__WHAT IS REQUIRED__: Copy the records below exactly as they are written.

Object location annotation data

▬▬▬▬▬▬

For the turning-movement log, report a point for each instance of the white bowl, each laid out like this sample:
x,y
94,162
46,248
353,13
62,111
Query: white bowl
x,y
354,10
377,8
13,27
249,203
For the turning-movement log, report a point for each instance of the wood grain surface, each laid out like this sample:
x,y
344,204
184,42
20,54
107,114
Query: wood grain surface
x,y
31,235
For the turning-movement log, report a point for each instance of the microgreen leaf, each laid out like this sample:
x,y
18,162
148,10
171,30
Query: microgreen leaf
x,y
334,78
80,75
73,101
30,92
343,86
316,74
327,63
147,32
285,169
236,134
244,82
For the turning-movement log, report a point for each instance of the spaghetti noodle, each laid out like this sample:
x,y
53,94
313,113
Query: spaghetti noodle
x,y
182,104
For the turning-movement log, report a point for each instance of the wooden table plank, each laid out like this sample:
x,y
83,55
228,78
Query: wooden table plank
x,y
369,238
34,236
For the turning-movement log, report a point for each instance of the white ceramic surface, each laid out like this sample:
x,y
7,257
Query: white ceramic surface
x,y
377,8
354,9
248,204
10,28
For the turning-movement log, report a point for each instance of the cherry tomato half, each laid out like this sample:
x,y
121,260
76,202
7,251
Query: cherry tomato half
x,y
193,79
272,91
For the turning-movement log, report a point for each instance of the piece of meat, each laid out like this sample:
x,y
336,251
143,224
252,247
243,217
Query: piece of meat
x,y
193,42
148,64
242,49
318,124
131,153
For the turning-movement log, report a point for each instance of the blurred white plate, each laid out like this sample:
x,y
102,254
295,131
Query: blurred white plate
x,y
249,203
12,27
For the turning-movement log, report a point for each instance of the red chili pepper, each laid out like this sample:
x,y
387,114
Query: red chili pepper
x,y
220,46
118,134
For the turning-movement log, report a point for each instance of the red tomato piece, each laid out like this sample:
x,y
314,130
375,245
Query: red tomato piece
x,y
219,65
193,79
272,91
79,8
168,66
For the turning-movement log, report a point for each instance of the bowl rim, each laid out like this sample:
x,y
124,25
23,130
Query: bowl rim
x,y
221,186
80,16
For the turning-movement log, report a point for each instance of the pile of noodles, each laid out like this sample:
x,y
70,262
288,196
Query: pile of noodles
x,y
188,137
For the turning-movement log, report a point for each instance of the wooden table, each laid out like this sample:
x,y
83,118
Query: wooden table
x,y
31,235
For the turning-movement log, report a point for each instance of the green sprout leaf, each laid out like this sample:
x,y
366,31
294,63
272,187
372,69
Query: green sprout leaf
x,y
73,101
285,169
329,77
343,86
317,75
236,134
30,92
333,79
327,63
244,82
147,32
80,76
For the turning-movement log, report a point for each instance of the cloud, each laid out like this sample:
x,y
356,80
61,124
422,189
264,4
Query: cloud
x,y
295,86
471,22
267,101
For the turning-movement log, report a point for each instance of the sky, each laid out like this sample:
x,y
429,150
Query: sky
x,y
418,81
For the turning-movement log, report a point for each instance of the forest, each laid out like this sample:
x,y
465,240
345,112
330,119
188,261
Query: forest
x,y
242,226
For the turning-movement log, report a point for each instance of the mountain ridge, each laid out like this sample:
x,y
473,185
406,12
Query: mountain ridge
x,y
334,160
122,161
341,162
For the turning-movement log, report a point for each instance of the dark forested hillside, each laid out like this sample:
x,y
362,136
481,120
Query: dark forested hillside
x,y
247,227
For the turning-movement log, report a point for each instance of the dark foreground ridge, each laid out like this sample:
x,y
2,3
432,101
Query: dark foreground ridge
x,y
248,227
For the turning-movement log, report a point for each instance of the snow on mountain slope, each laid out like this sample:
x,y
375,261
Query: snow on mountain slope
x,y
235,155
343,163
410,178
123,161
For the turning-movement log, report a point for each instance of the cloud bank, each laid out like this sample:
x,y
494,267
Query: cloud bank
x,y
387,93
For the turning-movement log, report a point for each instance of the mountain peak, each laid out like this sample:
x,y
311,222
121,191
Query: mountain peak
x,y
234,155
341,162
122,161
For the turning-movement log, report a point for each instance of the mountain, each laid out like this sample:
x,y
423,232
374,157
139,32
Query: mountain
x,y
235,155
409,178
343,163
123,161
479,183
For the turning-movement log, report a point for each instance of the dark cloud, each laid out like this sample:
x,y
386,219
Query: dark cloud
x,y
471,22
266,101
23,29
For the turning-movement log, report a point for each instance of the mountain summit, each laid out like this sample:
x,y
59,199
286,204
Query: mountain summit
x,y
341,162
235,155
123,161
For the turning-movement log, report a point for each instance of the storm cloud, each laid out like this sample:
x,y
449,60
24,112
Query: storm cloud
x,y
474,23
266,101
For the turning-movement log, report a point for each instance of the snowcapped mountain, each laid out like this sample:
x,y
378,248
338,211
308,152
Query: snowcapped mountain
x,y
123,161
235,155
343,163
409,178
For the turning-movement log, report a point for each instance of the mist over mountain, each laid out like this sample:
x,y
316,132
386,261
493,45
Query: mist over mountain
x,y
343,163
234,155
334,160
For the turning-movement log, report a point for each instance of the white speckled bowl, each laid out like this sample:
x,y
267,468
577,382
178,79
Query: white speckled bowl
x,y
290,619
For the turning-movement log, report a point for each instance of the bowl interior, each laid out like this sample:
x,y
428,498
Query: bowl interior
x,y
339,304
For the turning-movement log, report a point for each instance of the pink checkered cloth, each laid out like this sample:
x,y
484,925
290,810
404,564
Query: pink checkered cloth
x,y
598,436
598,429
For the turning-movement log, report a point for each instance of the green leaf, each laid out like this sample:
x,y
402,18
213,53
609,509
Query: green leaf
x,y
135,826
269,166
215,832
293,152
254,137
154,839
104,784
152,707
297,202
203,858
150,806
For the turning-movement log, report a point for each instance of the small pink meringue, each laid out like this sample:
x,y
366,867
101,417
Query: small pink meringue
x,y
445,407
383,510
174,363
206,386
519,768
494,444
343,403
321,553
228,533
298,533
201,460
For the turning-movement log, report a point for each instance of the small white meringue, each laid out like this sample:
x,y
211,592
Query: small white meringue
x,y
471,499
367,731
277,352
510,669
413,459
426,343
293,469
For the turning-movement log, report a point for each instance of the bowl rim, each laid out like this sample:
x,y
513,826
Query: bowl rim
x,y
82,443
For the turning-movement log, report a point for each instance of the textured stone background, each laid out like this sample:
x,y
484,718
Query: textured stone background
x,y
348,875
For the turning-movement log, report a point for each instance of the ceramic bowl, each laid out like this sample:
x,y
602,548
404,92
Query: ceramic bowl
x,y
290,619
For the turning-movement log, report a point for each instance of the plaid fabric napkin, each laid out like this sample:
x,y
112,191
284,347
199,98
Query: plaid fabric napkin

▬▬▬▬▬▬

__EXERCISE ANSWER__:
For the turning-movement log, report a point for each instance of the white bowl, each laid out like this sample:
x,y
94,162
46,248
353,13
62,111
Query: white bowl
x,y
354,10
377,8
13,27
249,203
For the turning-movement log, report a point for each instance of the wood grain surface, each laid out like this sample:
x,y
344,204
184,42
20,54
107,114
Query: wood grain surface
x,y
31,235
For the turning-movement log, report a point for each instance of the microgreen leaf, each laid out like this sample:
x,y
18,162
148,10
171,30
Query: microgreen leaf
x,y
334,78
80,75
73,101
30,92
343,86
316,74
327,63
147,32
285,169
236,134
244,82
For the turning-movement log, report a point for each instance of the spaghetti noodle, each laid out like this sample:
x,y
53,94
313,113
Query: spaghetti noodle
x,y
182,104
For the turning-movement log, report a point for each instance of the wooden table plank, each laid out like this sample:
x,y
83,55
228,78
Query: wooden table plank
x,y
369,238
34,236
For the turning-movement log, report a point for each instance of the white ceramic surface, each laid out like this sample:
x,y
7,257
Query: white ceramic surface
x,y
377,8
354,9
248,204
10,28
For the turning-movement log, report a point for each instance of the cherry tomato half, each laid out like this sample:
x,y
121,260
76,202
7,251
Query: cherry tomato half
x,y
193,79
272,91
For the turning-movement log, report a point for each instance of the piece of meat, each laid out like this sample:
x,y
336,251
143,224
252,247
243,217
Query: piece of meat
x,y
193,42
148,64
242,49
318,124
131,153
For the turning-movement log, report a point for each instance of the blurred white plate, each laid out like this sample:
x,y
102,254
295,131
Query: blurred white plate
x,y
249,203
12,27
For the turning-movement log, report a point for each instance of the red chili pepper, each laid out like this sample:
x,y
387,114
Query: red chili pepper
x,y
220,46
118,134
For the turning-movement log, report a point for each instance of the red tomato piece, each laid out like this sample:
x,y
314,130
375,245
Query: red tomato piece
x,y
219,65
193,79
272,91
79,8
168,66
For the turning-movement log, report a point for each instance of the bowl rim, each laid out like this sample:
x,y
124,25
23,130
Query: bowl rim
x,y
221,186
80,16
For the turning-movement log, report a point for each instance of the pile of noodles, each laid out like this sample:
x,y
70,262
288,196
Query: pile of noodles
x,y
188,137
For the turning-movement log, report a point for each instance of the wooden table, each laid out like this sample:
x,y
83,118
Query: wooden table
x,y
31,235
For the turning-movement log, report a point for each instance of the green sprout leaf, each laid out like this sample:
x,y
366,31
294,63
272,187
372,69
Query: green sprout leaf
x,y
73,101
285,169
329,77
343,86
317,75
236,134
30,92
333,79
327,63
244,82
147,32
80,76
For the turning-movement log, report a point for each instance of the cloud, each laid out like this sample:
x,y
356,80
61,124
422,189
264,4
Query: cloud
x,y
295,86
471,22
267,101
For the turning-movement log, report a point for each instance of the sky, each laid out like this sample:
x,y
429,150
Query: sky
x,y
418,81
For the turning-movement log, report a point for each instance of the forest, each laid out like this sample:
x,y
465,240
345,112
330,119
188,261
Query: forest
x,y
242,226
For the turning-movement log, report a point for each instance of the mountain ridge, each laid out like this sample:
x,y
473,185
406,12
Query: mountain ridge
x,y
334,160
122,161
341,162
For the turning-movement log, report a point for each instance of the dark forested hillside, each laid out like this sample:
x,y
362,136
481,120
Query: dark forested hillside
x,y
247,227
For the turning-movement log, report a point for each instance of the dark foreground ridge, each laid out like this sample:
x,y
2,3
432,101
Query: dark foreground ridge
x,y
248,227
For the turning-movement log, report a point for each instance of the snow on mountain slope, each laid out like this sample:
x,y
375,261
Query: snow on mountain slope
x,y
235,155
343,163
410,178
123,161
For the turning-movement log, report a point for each instance of the cloud bank, each laid out like this sample:
x,y
494,267
Query: cloud bank
x,y
387,93
For the turning-movement log, report a point for each instance of the mountain peak, each laid out like this sample:
x,y
311,222
121,191
Query: mountain peak
x,y
234,155
341,162
122,161
For the turning-movement log, report a point for each instance of the mountain, each laid out like this sample:
x,y
423,232
374,157
139,32
Query: mountain
x,y
235,155
409,178
343,163
123,161
479,183
For the turning-movement log, report a point for each instance of the dark cloud, each laid out like this sample:
x,y
386,219
Query: dark cloud
x,y
471,22
266,101
23,29
For the turning-movement log, report a point for each instance of the mountain summit, each laid out like this sample:
x,y
59,199
286,204
Query: mountain summit
x,y
341,162
235,155
123,161
For the turning-movement log, report a point for each instance of the storm cloud, each laid out like this sample:
x,y
449,60
24,112
Query: storm cloud
x,y
474,23
266,101
For the turning-movement log, report a point for each instance of the snowcapped mountain, each laid out like this sample:
x,y
378,248
338,211
308,152
Query: snowcapped mountain
x,y
123,161
235,155
343,163
409,178
For the turning-movement log, report a point for each instance of the mist over mountain, each laid out like this sample:
x,y
316,132
386,261
493,45
Query: mist over mountain
x,y
343,163
234,155
334,160
For the turning-movement log, report a point for each instance of the white speckled bowl, each laid out like this sample:
x,y
267,468
577,382
178,79
Query: white speckled bowl
x,y
290,619
For the turning-movement log, report a point for each instance of the bowl interior, each laid out like this sample:
x,y
428,498
Query: bowl interior
x,y
339,304
For the turning-movement log, report a point for each instance of the pink checkered cloth, each laid out like this sample:
x,y
484,925
290,810
404,564
Query: pink checkered cloth
x,y
598,436
598,429
For the turning-movement log, report a point for each instance of the green leaf, each laid out like this sample:
x,y
402,18
213,53
609,509
Query: green leaf
x,y
135,826
269,166
215,832
293,152
254,137
154,839
104,784
152,707
297,202
203,858
150,806
For the turning-movement log, report a point for each instance of the small pink meringue, each laid out like this sample:
x,y
366,867
101,417
Query: small pink meringue
x,y
445,407
383,510
174,363
206,386
519,768
494,444
343,403
321,553
228,533
298,533
201,460
For the turning-movement log, report a point for each instance of the small white meringue, each laid out like this sample:
x,y
211,592
Query: small white meringue
x,y
471,499
367,731
277,352
510,669
413,459
426,343
293,469
For the turning-movement log, report a point for each instance of the bowl rim, each laid out like this sample:
x,y
513,826
Query: bowl rim
x,y
82,443
For the turning-movement log, report a point for each instance of the textured stone background, each laid out like this sample:
x,y
484,718
Query: textured stone background
x,y
348,875
For the turning-movement log, report a point for each instance of the ceramic bowl, each laid out like this sample:
x,y
602,548
404,92
Query: ceramic bowl
x,y
290,619
For the turning-movement log, report a point for each instance of the plaid fabric napkin, each laid out like this sample:
x,y
112,191
284,347
199,98
Query: plaid fabric napkin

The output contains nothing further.